Testo di partenza
= = = = = = =
Non una ribellione contro la disuguaglianza dunque, ma contro l’uguaglianza. Le donne rappresentano ormai il 50% della forza lavoro americana e la quota delle ragazze da tempo ha superato quella dei colleghi maschi nel totale dei laureati nelle università. Manager donne sono a capo di grandi imprese, e da loro dipendono centinaia di migliaia di lavoratori maschi. La classe media bianca dei lavori tradizionali vede che gli afro-americani affluenti sono l’unico gruppo di classe media il cui reddito è aumentato del doppio rispetto al resto negli anni tra il 2005 e il 2015. La nuova immigrazione sia ispanica sia extra-americana ha colto le opportunità di nuovi lavori, benché a basso reddito, nei settori agricolo e dell’energia che hanno portato gli immigrati a impiegarsi non più solo nelle grandi città ma nella provincia americana dove la popolazione residente è stata presa di sorpresa dal cambiamento demografico e professionale. I nuovi arrivati inoltre hanno potuto subito usufruire della nuova assistenza sanitaria, il progetto politico più caro a Barack Obama, primo presidente afro-americano. Washington è diventata rapidamente il bersaglio del disagio.

Visto da questa prospettiva, diventa più comprensibile perché i perdenti della trasformazione economica abbiano scelto di votare un bianco, maschilista, anti-immigrati, anziano e regressivo fin nello slogan con cui prometteva di riportare l’America a quella che era un tempo. In questo contesto il fatto che Trump appartenga all’élite dell’élite ne rafforza l’attrattiva, perché sancisce proprio il senso di rivalsa dei suoi sostenitori.
= = = = = = =
Attività da svolgere
A - Restituisci senza alcuna modifica la parte del brano sul voto a Trump che comincia con le parole "Visto da questa" e si chiude dopo "dei suoi sostenitori.".
B - Riformula in forma più concisa il paragrafo del brano sul voto a Trump che inizia con "Visto da questa prospettiva", mantenendone i fatti principali.
C - Prosegui il brano sul voto a Trump a partire dalla sua ultima frase.
Le voci riportate provengono da una fonte diversa dal brano.
= = = = = = =
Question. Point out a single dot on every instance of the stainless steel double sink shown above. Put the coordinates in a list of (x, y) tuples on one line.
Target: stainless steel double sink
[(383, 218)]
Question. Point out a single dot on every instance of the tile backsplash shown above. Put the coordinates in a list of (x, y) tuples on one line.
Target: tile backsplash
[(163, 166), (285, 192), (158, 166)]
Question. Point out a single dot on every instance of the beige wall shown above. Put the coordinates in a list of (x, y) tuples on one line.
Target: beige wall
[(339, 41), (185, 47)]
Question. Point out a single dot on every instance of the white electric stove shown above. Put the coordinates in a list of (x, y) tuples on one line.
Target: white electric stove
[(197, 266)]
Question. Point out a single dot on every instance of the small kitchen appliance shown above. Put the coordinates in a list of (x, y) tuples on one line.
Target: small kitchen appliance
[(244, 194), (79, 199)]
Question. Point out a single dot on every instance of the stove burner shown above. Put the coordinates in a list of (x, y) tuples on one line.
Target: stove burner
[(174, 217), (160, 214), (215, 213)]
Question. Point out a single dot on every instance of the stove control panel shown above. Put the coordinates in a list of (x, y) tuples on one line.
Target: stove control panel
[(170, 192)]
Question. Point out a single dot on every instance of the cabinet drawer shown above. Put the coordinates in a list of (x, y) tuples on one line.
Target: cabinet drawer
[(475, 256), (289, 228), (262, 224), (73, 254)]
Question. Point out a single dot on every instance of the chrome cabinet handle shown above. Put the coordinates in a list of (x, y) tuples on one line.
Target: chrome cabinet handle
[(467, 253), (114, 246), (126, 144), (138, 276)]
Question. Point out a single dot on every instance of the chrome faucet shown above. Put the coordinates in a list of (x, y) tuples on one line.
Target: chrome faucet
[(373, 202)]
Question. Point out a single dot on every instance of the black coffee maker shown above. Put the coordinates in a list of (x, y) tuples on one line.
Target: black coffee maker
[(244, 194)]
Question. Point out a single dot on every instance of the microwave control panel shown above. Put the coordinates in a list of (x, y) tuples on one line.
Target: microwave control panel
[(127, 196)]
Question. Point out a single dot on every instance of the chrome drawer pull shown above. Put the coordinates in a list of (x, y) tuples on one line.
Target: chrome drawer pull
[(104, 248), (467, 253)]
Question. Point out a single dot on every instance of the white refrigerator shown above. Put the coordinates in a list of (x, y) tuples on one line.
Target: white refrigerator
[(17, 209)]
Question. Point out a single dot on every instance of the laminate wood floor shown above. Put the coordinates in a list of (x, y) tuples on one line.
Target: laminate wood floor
= = = = = = =
Risultati attesi
A -
Visto da questa prospettiva, diventa più comprensibile perché i perdenti della trasformazione economica abbiano scelto di votare un bianco, maschilista, anti-immigrati, anziano e regressivo fin nello slogan con cui prometteva di riportare l’America a quella che era un tempo. In questo contesto il fatto che Trump appartenga all’élite dell’élite ne rafforza l’attrattiva, perché sancisce proprio il senso di rivalsa dei suoi sostenitori.

B - Da questo punto di vista si capisce perché chi ha perso con la trasformazione economica abbia votato un candidato bianco, maschilista, anti-immigrati, anziano e regressivo, che prometteva di riportare l'America a quella che era un tempo. L'appartenenza di Trump all'élite dell'élite ne accresce l'attrattiva, perché conferma il senso di rivalsa dei suoi sostenitori.

C -
Naturalmente se Trump non è il testimone di un bisogno di uguaglianza, ma del suo contrario, il significato della sua politica cambia completamente. I suoi sostenitori europei anziché difensori dei perdenti diventano nostalgici di un’era in cui le discriminazioni etniche e di genere erano salde. Anche nella società europea la crisi dell’integrazione e gli effetti finanziari e reali della globalizzazione hanno riaperto contrapposizioni geografiche, a cominciare da quella tra nord e sud, contrabbandate da “guerra delle idee” e presto diventate forme di ideologia. D’altronde, quando ci si aggrappa alle distinzioni etniche, per tribù e per nazioni, si finisce inevitabilmente per ragionare in termini tribali o nazionalisti.

Ma la reazione dell’elettorato americano bianco e poco istruito non può essere liquidata solo come un riflesso razzista. Le statistiche elaborate tra gli altri da Angus Deaton dimostrano come l’aspettativa di vita in quel gruppo di cittadini è scesa più che in tutti gli altri (tranne per gli afro-americani delle periferie e per le classi più povere) al seguito di comportamenti autodistruttivi: abuso di sostanze, di alcool e suicidi. Per quanto primitiva la lettura politica, la loro sofferenza è reale, andava riconosciuta e rispettata, mentre è stata interamente trascurata.

Una società lacerata

Quando dieci anni fa pochi sociologi, tra tutti Charles Murray, avevano lanciato l’allarme sulla società americana che si lacerava, furono anch’essi sospettati di pregiudizi etnici. Descrivevano da una parte ricchi sempre più ricchi, più sociali e più istruiti, che si erano fisicamente isolati da poveri che erano così ai margini degli usi sociali tradizionali (madri sole e famiglie non integre, abbandono delle comunità civiche e religiose, rinuncia al lavoro e al rispetto delle leggi) da produrre una selezione avversa, con conseguenze sul livello psichico e intellettivo dei figli. Da questa considerazione, giudicata politicamente scorretta, nacquero enormi controversie che soffocarono il grido di allarme che era stato lanciato.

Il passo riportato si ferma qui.